## 任务目标 A:
根据下面的阅读节选回答：
(i) 真实服务器在哪块网卡上开启子接口？该子接口的IP与什么一致？
(ii) 对于把负载调度器VIP与网卡MAC地址绑定在交换机上的旧方式，笔者为什么不建议使用？
(iii) 127.0.0.1 又被叫作什么？它默认在什么范围内生效？

## 阅读节选:
第三步：显然，由于此数据包的目标IP不是该真实服务器的IP，而是负载调度器的VIP，故真实服务器并不会接收已经送到自家物理端口门前的数据包，为了能正常接收数据包，真实服务器会在自身的回环网卡上再开启一个子接口，这个子接口IP与负载调度器VIP一致。我们知道，网卡的基本属性是通告和响应，所谓通告就是网卡默认会将自己所有合法、标准的地址向当前广播域中广播，这也是为什么同一个广播域中的Windows主机上线后，我们可以在其他主机的工作组中查看到这台主机的地址和名称。因而，真实服务器的网卡也会通过eth0默认将eth0的IP以及回环接口上新增的合法标准IP广播给局域网中的其他主机。这样，当前广播域中会出现2个相同的IP，即负载调度器的VIP与真实服务器回环接口的子接口IP一致而冲突。为避免此问题，我们使用一种叫做ARP通信行为控制的技术来隐藏真实服务器回环网卡子接口的IP，目的是使这个子接口IP只有在目标IP和自己IP一致时才响应，且它不能被局域网其他主机识别。ARP通信行为控制也包含通告行为和响应行为，我们通过它限制回环网卡子接口IP对外通告和响应，这样回环网卡子接口IP即使与局域网其他IP冲突，由于它永远不会响应其他主机，也就不会造成IP地址冲突（文章末尾介绍详细规则）。其实，在更老的版本里，我们是通过将负载调度器VIP地址与网卡自身MAC地址绑定在交换机上的方式，使真实服务器回环网卡子接口IP在局域网广播而不会有其他主机响应它。笔者不建议使用这种方式，因为生产环境复杂，需要与网络工程师协商，不易掌控。有了与VIP一样的子接口IP以后，我们拥有了处理请求数据报文的身份，但还需要使用路由转发功能，因为此时的回环网卡子接口只能内部通信，所以让eth0帮忙将数据报文转发给回环网卡子接口IP。至此，真实服务器才能处理请求数据报文。
提示：回环网卡上的127.0.0.1是一个回送地址，也叫测试IP，默认只在当前主机内部生效。当我们在回环网卡上另外配置一个合法标准IP时，它是可以对外通信的，为了不造成局域网地址冲突，所以我们需要对它隐藏。

## 所给数据:
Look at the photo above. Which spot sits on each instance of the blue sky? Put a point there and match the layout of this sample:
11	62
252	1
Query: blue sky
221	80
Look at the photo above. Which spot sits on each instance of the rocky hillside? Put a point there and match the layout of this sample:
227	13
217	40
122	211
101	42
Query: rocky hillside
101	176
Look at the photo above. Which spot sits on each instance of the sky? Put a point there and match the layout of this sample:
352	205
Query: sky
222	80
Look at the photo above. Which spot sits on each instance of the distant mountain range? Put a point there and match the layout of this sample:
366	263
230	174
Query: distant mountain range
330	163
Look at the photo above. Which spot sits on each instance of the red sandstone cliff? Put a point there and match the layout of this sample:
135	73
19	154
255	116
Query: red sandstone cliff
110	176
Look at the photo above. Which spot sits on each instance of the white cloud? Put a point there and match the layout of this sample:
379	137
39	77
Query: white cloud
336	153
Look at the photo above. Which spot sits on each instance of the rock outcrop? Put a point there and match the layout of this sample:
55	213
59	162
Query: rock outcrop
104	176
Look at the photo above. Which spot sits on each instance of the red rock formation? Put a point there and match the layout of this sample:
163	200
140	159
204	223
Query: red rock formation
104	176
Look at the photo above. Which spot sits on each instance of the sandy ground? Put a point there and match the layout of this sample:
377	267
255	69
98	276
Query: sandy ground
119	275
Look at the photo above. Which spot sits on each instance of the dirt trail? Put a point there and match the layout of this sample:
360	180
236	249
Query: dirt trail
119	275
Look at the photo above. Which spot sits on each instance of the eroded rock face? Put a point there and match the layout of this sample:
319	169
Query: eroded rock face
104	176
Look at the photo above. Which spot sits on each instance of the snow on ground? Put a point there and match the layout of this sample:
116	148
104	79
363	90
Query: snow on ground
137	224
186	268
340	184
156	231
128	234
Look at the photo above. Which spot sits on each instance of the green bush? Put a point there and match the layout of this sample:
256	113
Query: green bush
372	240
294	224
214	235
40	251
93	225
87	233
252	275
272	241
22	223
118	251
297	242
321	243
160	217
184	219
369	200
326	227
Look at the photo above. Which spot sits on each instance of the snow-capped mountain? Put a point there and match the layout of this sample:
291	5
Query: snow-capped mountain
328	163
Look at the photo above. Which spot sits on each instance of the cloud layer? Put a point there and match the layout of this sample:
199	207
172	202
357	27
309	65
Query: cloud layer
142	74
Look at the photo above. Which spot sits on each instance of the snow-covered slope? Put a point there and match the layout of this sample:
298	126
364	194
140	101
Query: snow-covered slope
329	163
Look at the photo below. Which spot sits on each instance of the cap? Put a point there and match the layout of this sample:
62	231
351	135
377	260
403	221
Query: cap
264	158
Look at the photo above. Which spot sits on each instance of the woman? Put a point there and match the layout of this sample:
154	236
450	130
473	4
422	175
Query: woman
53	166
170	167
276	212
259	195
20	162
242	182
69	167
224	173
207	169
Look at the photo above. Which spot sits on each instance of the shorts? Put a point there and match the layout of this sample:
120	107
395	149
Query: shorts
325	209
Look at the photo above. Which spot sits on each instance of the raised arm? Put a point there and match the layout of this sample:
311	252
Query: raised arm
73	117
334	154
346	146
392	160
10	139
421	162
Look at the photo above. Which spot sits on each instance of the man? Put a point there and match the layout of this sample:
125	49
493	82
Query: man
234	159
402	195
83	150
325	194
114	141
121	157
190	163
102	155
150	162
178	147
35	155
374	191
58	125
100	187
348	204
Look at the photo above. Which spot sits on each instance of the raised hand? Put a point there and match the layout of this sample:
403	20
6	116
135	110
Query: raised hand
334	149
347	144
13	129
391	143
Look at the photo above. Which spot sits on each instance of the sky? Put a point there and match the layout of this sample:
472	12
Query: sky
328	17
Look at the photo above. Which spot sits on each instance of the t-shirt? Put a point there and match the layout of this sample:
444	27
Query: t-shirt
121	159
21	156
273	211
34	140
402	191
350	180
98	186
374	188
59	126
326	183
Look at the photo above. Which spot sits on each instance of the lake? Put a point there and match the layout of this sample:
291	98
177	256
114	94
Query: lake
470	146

## 任务目标 B:
找出上面记录中所有含有字符串“white”的行，逐行照抄。匹配时区分大小写。

## 完整输出 A:
(i) 在自身的回环网卡上开启子接口，其IP与负载调度器的VIP一致。
(ii) 因为生产环境复杂，需要与网络工程师协商，不易掌控。
(iii) 它是回送地址，也叫测试IP，默认只在当前主机内部生效。

## 完整输出 B:
Look at the photo above. Which spot sits on each instance of the white cloud? Put a point there and match the layout of this sample:
Query: white cloud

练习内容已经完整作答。